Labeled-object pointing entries
= = = = = = =

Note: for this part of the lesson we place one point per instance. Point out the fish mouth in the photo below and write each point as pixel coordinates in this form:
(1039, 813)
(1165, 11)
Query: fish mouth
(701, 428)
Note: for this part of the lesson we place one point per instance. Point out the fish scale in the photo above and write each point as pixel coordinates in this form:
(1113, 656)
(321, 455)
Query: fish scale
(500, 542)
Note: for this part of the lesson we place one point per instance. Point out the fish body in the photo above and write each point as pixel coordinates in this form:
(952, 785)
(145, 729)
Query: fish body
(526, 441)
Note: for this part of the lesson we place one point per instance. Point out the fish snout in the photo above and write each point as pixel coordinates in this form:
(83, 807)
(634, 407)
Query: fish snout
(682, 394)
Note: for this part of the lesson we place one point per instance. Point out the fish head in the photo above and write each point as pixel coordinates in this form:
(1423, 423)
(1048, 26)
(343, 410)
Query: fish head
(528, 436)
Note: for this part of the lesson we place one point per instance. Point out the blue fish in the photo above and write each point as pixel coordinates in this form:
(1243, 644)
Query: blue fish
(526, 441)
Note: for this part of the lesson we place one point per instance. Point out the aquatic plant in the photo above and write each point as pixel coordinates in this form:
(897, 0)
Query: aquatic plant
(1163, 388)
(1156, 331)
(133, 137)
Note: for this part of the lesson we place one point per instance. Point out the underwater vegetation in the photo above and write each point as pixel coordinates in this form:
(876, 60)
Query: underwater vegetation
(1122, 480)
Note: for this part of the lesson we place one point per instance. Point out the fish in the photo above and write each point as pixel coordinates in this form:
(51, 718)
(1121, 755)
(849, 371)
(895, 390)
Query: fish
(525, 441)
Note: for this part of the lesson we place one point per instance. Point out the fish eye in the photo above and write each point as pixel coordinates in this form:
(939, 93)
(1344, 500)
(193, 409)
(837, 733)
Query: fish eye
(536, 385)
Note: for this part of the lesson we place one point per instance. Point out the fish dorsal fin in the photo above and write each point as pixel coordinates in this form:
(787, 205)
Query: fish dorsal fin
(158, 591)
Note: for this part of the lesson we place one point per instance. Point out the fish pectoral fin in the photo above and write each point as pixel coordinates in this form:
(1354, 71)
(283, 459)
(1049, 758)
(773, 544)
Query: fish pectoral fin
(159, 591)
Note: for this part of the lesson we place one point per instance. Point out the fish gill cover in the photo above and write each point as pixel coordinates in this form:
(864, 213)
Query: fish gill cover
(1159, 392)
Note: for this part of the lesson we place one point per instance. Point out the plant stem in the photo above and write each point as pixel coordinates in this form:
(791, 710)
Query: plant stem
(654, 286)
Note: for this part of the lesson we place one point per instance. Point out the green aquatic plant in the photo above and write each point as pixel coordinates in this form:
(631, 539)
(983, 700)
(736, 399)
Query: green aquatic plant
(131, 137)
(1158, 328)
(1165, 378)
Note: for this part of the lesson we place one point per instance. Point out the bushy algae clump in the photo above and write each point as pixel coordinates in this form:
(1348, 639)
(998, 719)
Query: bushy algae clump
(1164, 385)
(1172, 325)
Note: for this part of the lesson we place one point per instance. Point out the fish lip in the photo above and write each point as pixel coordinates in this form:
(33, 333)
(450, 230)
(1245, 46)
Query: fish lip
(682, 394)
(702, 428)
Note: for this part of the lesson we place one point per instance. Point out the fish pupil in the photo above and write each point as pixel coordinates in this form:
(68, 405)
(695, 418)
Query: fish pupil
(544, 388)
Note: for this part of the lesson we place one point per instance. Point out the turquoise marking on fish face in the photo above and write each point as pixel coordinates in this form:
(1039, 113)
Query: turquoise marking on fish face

= = = = = = =

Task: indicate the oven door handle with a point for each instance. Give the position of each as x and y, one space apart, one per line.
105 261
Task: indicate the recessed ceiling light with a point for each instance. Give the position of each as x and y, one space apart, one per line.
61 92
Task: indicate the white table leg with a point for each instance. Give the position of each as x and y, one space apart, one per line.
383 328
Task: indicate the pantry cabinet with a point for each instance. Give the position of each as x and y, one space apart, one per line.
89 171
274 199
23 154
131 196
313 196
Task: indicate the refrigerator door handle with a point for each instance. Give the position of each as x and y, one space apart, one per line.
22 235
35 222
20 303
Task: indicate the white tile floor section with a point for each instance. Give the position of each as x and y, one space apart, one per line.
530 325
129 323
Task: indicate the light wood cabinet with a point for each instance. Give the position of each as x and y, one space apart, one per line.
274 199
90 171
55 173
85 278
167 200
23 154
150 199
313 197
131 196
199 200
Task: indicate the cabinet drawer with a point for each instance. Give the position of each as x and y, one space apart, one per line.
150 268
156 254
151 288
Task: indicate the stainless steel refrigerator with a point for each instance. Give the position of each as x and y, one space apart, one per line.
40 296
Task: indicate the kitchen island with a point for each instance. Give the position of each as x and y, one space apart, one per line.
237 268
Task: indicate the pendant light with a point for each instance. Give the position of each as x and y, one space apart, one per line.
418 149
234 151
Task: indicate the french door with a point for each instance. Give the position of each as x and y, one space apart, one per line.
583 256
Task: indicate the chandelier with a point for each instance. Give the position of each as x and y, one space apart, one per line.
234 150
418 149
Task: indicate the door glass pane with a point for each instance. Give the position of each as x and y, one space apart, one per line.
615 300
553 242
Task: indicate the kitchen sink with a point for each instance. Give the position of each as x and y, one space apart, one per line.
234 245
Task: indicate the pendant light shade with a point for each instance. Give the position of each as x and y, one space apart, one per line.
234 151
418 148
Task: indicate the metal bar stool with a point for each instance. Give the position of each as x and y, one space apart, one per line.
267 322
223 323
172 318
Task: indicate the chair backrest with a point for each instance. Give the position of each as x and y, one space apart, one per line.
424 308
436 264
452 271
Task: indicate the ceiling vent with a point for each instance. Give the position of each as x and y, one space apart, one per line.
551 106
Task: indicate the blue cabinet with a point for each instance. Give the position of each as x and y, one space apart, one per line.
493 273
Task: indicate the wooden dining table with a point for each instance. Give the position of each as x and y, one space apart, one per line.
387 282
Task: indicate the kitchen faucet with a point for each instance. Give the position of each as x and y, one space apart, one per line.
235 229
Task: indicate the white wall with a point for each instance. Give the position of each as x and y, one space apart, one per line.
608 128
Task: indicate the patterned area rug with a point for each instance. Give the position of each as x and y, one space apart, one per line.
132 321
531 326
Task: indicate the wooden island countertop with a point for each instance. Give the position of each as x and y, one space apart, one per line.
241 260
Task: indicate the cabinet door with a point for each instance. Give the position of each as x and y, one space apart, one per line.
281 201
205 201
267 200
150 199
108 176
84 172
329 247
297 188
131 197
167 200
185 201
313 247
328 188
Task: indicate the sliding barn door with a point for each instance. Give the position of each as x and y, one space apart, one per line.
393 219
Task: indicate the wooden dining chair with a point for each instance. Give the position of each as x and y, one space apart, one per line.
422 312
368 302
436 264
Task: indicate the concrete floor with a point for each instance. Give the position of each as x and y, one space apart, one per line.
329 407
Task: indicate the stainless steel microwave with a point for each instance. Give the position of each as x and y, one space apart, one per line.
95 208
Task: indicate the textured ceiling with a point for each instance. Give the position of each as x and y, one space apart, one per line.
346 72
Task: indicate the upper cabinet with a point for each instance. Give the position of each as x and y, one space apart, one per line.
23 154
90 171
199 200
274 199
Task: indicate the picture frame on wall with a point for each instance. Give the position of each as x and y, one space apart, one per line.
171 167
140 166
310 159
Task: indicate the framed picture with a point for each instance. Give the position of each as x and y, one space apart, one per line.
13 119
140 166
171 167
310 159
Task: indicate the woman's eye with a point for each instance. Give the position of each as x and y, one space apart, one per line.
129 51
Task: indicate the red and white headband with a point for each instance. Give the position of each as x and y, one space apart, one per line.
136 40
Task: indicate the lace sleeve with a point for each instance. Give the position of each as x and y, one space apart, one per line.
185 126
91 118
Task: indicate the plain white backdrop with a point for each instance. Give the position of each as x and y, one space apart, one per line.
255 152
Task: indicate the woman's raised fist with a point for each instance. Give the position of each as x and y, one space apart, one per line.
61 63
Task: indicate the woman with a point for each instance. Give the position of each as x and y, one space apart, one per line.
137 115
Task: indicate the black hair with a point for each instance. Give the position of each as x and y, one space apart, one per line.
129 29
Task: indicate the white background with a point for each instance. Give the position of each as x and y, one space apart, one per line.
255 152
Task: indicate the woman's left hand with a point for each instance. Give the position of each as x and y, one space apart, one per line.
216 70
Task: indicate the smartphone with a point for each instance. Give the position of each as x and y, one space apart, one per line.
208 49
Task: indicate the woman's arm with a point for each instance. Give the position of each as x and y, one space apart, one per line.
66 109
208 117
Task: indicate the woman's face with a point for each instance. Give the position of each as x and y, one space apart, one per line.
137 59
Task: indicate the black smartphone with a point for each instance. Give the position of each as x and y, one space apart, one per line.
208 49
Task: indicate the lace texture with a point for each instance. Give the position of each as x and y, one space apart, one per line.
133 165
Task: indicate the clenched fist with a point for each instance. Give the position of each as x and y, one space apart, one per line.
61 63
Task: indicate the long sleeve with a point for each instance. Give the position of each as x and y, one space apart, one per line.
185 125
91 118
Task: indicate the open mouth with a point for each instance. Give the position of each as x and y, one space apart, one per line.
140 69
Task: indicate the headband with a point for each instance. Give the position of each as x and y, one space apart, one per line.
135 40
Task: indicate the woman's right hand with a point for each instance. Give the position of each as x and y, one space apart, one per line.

= = = = = = =

» **WHAT IS REQUIRED**:
From the material above, list every line that contains the string "snout", copying each line in full.

» **ANSWER TO THE EXERCISE**:
Note: for this part of the lesson we place one point per instance. Point out the fish snout in the photo above and write each point as pixel coordinates in this form:
Query: fish snout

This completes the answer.